[Point annotation records]
## Begin

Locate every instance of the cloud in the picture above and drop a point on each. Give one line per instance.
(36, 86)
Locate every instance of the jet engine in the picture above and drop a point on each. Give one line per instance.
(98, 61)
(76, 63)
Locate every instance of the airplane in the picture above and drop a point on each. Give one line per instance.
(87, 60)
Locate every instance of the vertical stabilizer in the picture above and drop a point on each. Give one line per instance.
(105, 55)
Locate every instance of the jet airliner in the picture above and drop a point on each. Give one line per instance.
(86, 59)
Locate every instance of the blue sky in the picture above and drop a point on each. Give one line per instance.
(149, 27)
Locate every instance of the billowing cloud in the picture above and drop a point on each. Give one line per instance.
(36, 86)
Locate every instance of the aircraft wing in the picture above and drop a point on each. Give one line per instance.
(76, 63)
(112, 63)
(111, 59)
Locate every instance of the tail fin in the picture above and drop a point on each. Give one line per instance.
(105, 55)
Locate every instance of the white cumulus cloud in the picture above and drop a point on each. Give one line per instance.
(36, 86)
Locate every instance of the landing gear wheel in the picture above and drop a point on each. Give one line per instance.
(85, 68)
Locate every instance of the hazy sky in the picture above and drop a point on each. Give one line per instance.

## End

## TASK REQUIREMENTS
Copy all of the material above word for word.

## RESPONSE BELOW
Locate every instance of the cloud in the picture above and drop a point on each. Give one line per instance.
(36, 86)
Locate every instance of the jet engine in the picture above and drop a point on each. Give one line per instance.
(98, 61)
(76, 63)
Locate every instance of the airplane in the picture above and drop a point on each. Give one line per instance.
(87, 60)
Locate every instance of the vertical stabilizer in the picture above and drop a point on each. Give one line per instance.
(105, 55)
Locate every instance of the jet airliner in the picture above and drop a point on each. Give one line per instance.
(86, 59)
Locate every instance of the blue sky in the picture above and drop a point on each. Give one line per instance.
(149, 27)
Locate every instance of the billowing cloud in the picture above and drop a point on each. Give one line per instance.
(36, 86)
Locate every instance of the aircraft wing in the picture above and drop a point on each. Give one line per instance.
(76, 63)
(112, 63)
(111, 59)
Locate every instance of the tail fin in the picture above and drop a point on each. Give one line per instance.
(105, 55)
Locate every instance of the white cumulus cloud in the picture above and drop a point on each. Give one line per instance.
(36, 86)
Locate every instance of the landing gear wheel in the picture above and drop a point on each. Give one line per instance.
(85, 68)
Locate every instance of the hazy sky in the picture above and drop a point on each. Give one line per instance.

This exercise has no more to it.